__Challenge__.
Update the data below so that each "neck" becomes "throat", and leave every other part unchanged.

------

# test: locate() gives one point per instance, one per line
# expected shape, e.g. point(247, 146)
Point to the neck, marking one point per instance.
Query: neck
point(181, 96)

------

__Response to this task__.
# test: locate() gives one point per instance, one per line
# expected shape, e.g. point(247, 146)
Point to the throat, marking one point per instance.
Query: throat
point(181, 96)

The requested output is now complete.